# [Excerpted text]
== Segment start ==

Brokering and complementary connections
Brokering is when ideas, meanings, etc., are brought over. Not all multi-membership is brokering. A broker has to have legitimacy within the COP, and must be able to get attention, translate, influence, and mobilize — it is very participatory.
In the workplace, brokers might be line managers who sit uncomfortably with one foot in two different COPs (management and worker) without fully being recognized by either as a broker (not a full member, but also not an outsider). ‘Uprootedness is an occupational hazard of brokering…. Reinterpreting their experience in terms of the occupational hazards of brokering is useful both for them and for the communities involved. It can also allow brokers to recognize one another, seek companionship, and perhaps develop shared practices around the enterprise of brokering. That is one way people can deal with uprootedness’ (Wenger, 1998, p. 110). Brokers ‘contributions lie precisely lie in being neither in nor out. Brokering therefore requires an ability to manage carefully the coexistence of membership and nonmembership, yielding enough distance to bring a different perspective, but also enough legitimacy to be listened to’ (Wenger, 1998, p. 110).
With complementary connections, the individual people you connect with cannot be fully representative of their entire COP. Thus, if we use this for making connections across boundaries, we should also pair it with reifications from the COP so that we have a better chance of being able to learn across the boundary.
Boundary encounters
Wenger lists three types of boundary encounters and their shortcomings:
- One-on-one: The problem is that you only get to know one person, so it is not an impartial or complete picture of the COP.
- Immersion: In which you wholly visit a COP; the problem is that it is mostly a one-way connection
- Delegation: The problem is that visitors may cling to their own perspectives
Practice as connection
Connections also can become part of a practice. Are these connections part of the instructional designer’s practice? Which, and is it the right type of connection?
- Boundary practices: For example, task forces and cross-functional teams
- For this to be effective, the people cannot insulate themselves from the practices they want to connect to. ‘[I]f their practices cease to be boundary practices then they fail to create connections to anything beyond themselves. One teacher, isolated from other practitioners and immersed in classroom issues, ceases to be representative of anything else; and artifacts gain local meanings that do not point anywhere’ (Wenger, 1998, p. 115).
- Overlaps: COPs that share a common activity (Wenger gives the example of in-house, embedded experts)
- Peripheries: When a COP offers peripheral activities (legitimate peripheral participation) to people who are not members, for example an architect discussing design decisions with a customer.
- Note: Boundaries define membership and non-membership (outside versus inside). Periphery may be on the edge, but it is on the inside of the COP’s boundary. However, people can be on the periphery and never allowed to go further in.
A landscape of practice is interlocking COPs with boundaries, shared practices, connections, overlaps, and peripheries.

== Segment end ==

# [Information supplied]
== Segment start ==

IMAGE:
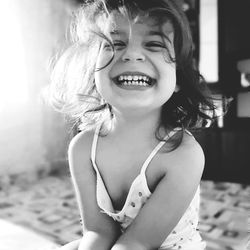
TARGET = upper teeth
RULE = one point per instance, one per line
(133, 78)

== Segment end ==

# [What to do]
From the text on brokering and boundaries in communities of practice, copy out word for word the part from "Brokering and complementary" to "is very participatory.".

# [Result below]
Brokering and complementary connections
Brokering is when ideas, meanings, etc., are brought over. Not all multi-membership is brokering. A broker has to have legitimacy within the COP, and must be able to get attention, translate, influence, and mobilize — it is very participatory.